## Aim of the task
Copy the entries exactly, leaving out nothing.

## Source data
------------------------------------------------------------------------
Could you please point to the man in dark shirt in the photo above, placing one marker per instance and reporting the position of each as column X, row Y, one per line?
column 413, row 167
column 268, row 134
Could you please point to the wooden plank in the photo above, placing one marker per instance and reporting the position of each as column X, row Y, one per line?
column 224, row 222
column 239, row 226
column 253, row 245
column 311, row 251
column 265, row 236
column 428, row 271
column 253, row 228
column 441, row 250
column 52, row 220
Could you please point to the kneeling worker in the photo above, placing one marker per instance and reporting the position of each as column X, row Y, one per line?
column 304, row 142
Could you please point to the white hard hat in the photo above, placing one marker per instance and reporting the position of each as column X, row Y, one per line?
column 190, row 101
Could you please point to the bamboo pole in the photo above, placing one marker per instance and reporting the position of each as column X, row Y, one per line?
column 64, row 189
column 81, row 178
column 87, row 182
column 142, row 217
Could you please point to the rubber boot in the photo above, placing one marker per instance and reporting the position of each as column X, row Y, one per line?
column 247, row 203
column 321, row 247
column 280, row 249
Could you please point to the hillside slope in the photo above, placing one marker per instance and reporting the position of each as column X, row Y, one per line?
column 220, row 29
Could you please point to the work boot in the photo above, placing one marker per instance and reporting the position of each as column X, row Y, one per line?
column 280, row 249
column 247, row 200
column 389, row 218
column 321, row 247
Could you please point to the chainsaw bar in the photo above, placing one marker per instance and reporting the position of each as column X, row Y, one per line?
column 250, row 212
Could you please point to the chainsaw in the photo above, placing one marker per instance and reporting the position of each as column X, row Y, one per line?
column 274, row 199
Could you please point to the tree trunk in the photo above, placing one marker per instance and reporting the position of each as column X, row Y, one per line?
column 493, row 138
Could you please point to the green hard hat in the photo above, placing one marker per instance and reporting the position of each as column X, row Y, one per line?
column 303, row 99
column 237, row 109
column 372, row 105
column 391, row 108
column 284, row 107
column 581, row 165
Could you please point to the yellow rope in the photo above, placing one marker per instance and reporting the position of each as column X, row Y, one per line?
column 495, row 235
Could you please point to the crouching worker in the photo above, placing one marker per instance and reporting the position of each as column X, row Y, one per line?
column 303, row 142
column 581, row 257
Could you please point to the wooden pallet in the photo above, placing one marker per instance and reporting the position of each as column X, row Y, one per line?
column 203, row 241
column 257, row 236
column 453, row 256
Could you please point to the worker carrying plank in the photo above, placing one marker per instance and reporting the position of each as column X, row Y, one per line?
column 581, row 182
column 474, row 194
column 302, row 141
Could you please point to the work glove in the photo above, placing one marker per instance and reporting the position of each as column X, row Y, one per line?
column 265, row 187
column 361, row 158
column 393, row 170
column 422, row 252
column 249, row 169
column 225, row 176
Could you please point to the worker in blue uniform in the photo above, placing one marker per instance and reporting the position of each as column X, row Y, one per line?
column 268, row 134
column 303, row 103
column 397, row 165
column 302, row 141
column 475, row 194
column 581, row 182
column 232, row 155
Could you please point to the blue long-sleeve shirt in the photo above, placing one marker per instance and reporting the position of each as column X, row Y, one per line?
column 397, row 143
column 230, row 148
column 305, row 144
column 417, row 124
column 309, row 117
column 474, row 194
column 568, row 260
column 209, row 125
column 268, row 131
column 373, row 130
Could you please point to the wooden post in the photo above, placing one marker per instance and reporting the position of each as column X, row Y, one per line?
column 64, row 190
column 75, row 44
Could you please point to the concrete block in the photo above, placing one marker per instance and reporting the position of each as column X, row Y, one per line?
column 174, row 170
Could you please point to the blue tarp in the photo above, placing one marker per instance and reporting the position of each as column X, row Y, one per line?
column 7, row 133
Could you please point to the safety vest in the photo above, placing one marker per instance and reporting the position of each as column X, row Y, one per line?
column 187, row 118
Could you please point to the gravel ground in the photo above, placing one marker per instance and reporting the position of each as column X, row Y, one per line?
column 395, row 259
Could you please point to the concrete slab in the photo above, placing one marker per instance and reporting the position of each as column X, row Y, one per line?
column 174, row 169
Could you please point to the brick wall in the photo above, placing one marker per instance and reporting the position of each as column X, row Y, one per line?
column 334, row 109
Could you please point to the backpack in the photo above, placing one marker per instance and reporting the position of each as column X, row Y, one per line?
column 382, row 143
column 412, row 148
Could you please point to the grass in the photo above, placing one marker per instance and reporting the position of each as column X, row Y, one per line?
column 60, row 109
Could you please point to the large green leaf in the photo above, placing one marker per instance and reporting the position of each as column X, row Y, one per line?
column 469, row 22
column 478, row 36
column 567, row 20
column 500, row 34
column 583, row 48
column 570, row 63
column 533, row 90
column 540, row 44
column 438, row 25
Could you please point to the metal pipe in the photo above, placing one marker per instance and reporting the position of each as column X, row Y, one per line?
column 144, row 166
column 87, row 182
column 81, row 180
------------------------------------------------------------------------
## Written solution
Could you please point to the man in dark shirt in the photo above, placing one marker per instance and reporting the position of each as column X, row Y, one per line?
column 413, row 167
column 268, row 134
Could you please point to the wooden plank in the photo above, placing one marker per instance and reporting the position of each as column X, row Y, one per line?
column 224, row 222
column 239, row 226
column 253, row 245
column 311, row 251
column 265, row 236
column 428, row 271
column 253, row 228
column 441, row 250
column 52, row 220
Could you please point to the kneeling worker in the photo above, placing one marker per instance and reporting the position of each as column X, row Y, one per line?
column 304, row 142
Could you please point to the white hard hat in the photo above, placing one marker per instance and reporting the position of each as column X, row Y, one per line?
column 190, row 101
Could you please point to the bamboo pole in the photo above, placing one marker per instance and reporting the position of each as column X, row Y, one per line?
column 64, row 189
column 81, row 178
column 87, row 182
column 142, row 217
Could you please point to the rubber boot in the photo above, placing one marker per instance and reporting the position of each as column X, row Y, one per line?
column 247, row 203
column 321, row 247
column 280, row 249
Could you please point to the hillside slope in the photo above, placing one marker per instance and reporting the position of each as column X, row Y, one per line?
column 220, row 29
Could you please point to the work boot in the photo above, placing one marker per instance and reporting the position of each as column X, row Y, one per line?
column 280, row 249
column 247, row 200
column 389, row 218
column 321, row 247
Could you please point to the chainsaw bar in the photo above, placing one marker per instance and reporting the position of each as column X, row Y, one per line?
column 250, row 212
Could you please point to the chainsaw in the photo above, placing one marker per instance and reporting the position of each as column X, row Y, one per line?
column 274, row 199
Could you please point to the tree trunk in the photo above, placing one marker per instance and reporting the position of each as column X, row Y, one per line?
column 493, row 138
Could you please point to the green hard hat in the photo above, placing one marker per instance and reporting the position of each as column X, row Y, one per line?
column 303, row 99
column 237, row 109
column 372, row 105
column 391, row 108
column 284, row 107
column 581, row 165
Could you please point to the yellow rope in the photo above, placing one marker per instance and reporting the position of each as column X, row Y, one per line?
column 495, row 235
Could you please point to the crouching worker in the photo above, placing one marker per instance and reporting the position of each as column X, row Y, one per line?
column 303, row 142
column 581, row 257
Could you please point to the wooden pallet in the photo above, placing one marker per instance and reporting the position of each as column X, row Y, one per line?
column 203, row 241
column 257, row 236
column 453, row 256
Could you please point to the worker carrying plank in the photo above, placing one marker per instance and reporting the position of each as column X, row Y, one per line?
column 581, row 182
column 474, row 194
column 302, row 141
Could you please point to the work glove in the photo above, placing one marker per instance and reporting the position of each as column X, row Y, one per line?
column 265, row 187
column 361, row 158
column 393, row 170
column 422, row 252
column 249, row 169
column 225, row 176
Could you please point to the worker in blue uniform in the photo above, placing one marker per instance and reporting the position of each as column X, row Y, one per line?
column 268, row 134
column 303, row 103
column 397, row 165
column 302, row 141
column 475, row 194
column 581, row 182
column 232, row 155
Could you please point to the blue long-sleeve shirt in the photo above, placing one marker per instance and reporting the position of each as column X, row Y, one per line?
column 397, row 143
column 230, row 148
column 305, row 144
column 417, row 124
column 309, row 117
column 474, row 194
column 568, row 260
column 209, row 125
column 268, row 131
column 373, row 130
Could you please point to the wooden post in the photo above, placing one marker per instance and reporting the position of each as column X, row Y, one per line?
column 64, row 190
column 75, row 44
Could you please point to the concrete block in the photo above, placing one marker per instance and reporting the position of each as column X, row Y, one per line?
column 174, row 170
Could you please point to the blue tarp in the photo above, placing one marker per instance and reporting the position of each as column X, row Y, one per line?
column 7, row 133
Could you please point to the safety vest in the photo above, placing one marker per instance and reporting the position of each as column X, row Y, one per line?
column 187, row 118
Could you please point to the gravel ground in the photo above, placing one marker per instance and reporting the position of each as column X, row Y, one per line?
column 395, row 259
Could you please point to the concrete slab in the photo above, placing one marker per instance and reporting the position of each as column X, row Y, one per line?
column 174, row 169
Could you please point to the brick wall in the photo above, placing one marker per instance and reporting the position of each as column X, row Y, one per line?
column 334, row 109
Could you please point to the backpack in the photo above, placing one marker per instance and reporting the position of each as column X, row Y, one per line?
column 382, row 143
column 412, row 148
Could you please point to the grass in the photo above, placing one marker per instance and reporting the position of each as column X, row Y, one per line?
column 60, row 109
Could you please point to the large green leaf in the photo above, placing one marker per instance and reporting the position of each as column X, row Y, one per line?
column 469, row 22
column 478, row 36
column 567, row 20
column 500, row 34
column 583, row 48
column 570, row 63
column 533, row 90
column 540, row 44
column 438, row 25
Could you please point to the metal pipe in the photo above, placing one marker per instance and reporting the position of each as column X, row Y, one per line?
column 144, row 166
column 87, row 182
column 81, row 180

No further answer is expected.